§ Work to complete: Give the year in which, according to the World Ice Theory text, Hörbiger and Fauth published Glacial Cosmogony.

§ Exercise text:
Saturday, December 8, 2018

World Ice Theory

When you start with these theories, you seem to be inclined to create "Grand Unifying Theories," one ring to rule them all. Lysenkos are everywhere when crackpots gather.

Without understanding the relationship between Nazism and the supernatural, one cannot fully understand the history of the Third Reich, or so says Eric Kurlander in  Hitler’s Monsters: A Supernatural History of the Third Reich. It has that effort to give science "soul," but also is reminiscent of current efforts to regionalize--or give an ethnicity to--science.

Hitler and Himmler sponsored a fanciful doctrine known as “World Ice Theory,” which posited that history, science, and religion could be explained by moons of ice hitting the earth in prehistoric times. Even in 1945, as the Third Reich was collapsing, the Nazis cobbled together a guerrilla band of Nazi “Werewolves” to combat Communist partisans, who were in turn accused of vampirism by ethnic Germans fleeing the Russians.


Invented by the Austrian scientist and philosopher Hanns Hörbiger, World Ice Theory (Welteislehre or WEL) was inspired by a dream in which Hörbiger found himself floating in space, observing a giant pendulum swinging back and forth, growing ever longer and eventually breaking. When he woke Hörbiger claimed to know intuitively that the sun’s gravitational pull ceased to exert any force at three times the distance of Neptune and that most of the physical universe could be explained through the interplay of the “antagonistic Ur-substances of ice and fire.” 

Lacking even a rudimentary scientific background, Hörbiger enlisted the amateur astronomer Philip Fauth, with whom he collaborated in publishing their “findings,” Glacial Cosmogony, in 1912. Their work posited that much of the known universe was created when a small, water-filled star collided with a much larger star, causing an explosion, the frozen fragments of which created multiple solar systems, including our own. All of natural phenomena became subject to these missiles of ice, even human life.
Absurd and totalizing as it was, Hörbiger’s “all-encompassing theory of heaven and earth” promised to solve “the cosmic riddle between original creation and world collapse.” It explained everything from “the origins of the sun and species” to “the earthquake of Messina,” Inca religion, and Nordic mythology.


In the 1920s a number of amateur scientists and bourgeois intellectuals joined together to form the Cosmotechnical Society (Kosmotechnische Gesellschaft) and Hörbiger Institute, creating a virtual cult around Hörbiger and his teachings. His theories also appealed to ariosophists (believers in an esoteric doctrine that prophesied the resurgence of a lost Aryan civilization peopled by Nordic “God Men”) and Germanic paganists such as Houston Stewart Chamberlain, Guido von List, and Lanz von Liebenfels, who saw in Welteislehre “scientific” proof of their views. In this Ur-Germanic alternative to “Jewish” physics and “soulless” natural science, the cataclysmic floods, apocalyptic battles, and heroic Aryan civilization of the Old Norse Edda appeared to be confirmed.

§ Data supplied:

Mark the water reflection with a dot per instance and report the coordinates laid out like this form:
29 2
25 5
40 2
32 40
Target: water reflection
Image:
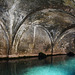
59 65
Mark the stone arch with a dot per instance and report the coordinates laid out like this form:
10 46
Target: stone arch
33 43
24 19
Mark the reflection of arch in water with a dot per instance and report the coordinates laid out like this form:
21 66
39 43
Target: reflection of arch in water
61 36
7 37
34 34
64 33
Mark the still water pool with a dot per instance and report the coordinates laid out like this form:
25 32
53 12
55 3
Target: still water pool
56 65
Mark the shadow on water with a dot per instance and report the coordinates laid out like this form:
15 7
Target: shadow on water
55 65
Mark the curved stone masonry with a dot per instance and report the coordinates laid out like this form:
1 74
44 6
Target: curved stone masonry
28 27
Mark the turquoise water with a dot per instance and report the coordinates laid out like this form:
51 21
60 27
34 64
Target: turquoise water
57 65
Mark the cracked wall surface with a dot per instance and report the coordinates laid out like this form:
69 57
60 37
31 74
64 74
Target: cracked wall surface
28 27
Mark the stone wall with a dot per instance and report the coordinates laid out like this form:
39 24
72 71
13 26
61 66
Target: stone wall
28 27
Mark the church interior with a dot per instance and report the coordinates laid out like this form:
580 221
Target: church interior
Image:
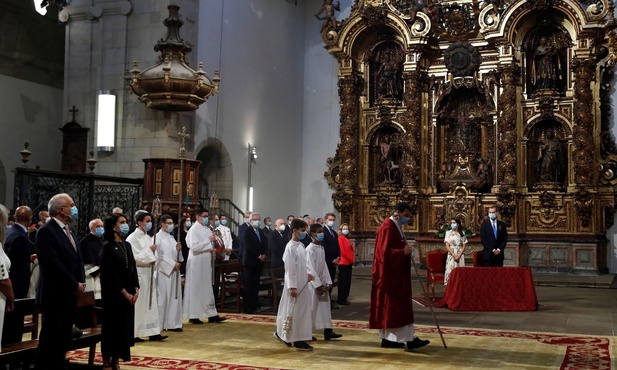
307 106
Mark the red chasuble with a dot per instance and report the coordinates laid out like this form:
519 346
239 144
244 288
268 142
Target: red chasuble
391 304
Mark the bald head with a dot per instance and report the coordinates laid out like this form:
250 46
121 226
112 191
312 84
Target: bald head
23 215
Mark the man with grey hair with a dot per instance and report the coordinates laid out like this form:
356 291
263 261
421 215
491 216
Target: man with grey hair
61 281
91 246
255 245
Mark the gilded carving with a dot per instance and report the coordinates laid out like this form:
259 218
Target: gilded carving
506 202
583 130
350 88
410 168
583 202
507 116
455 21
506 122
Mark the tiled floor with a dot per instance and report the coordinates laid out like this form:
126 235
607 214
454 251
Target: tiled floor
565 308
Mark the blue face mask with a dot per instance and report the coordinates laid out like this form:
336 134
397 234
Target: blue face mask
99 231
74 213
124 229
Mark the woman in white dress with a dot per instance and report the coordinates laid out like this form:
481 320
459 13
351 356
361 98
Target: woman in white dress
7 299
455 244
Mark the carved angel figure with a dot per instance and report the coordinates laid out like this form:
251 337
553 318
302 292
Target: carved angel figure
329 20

§ Solution for this task: 1912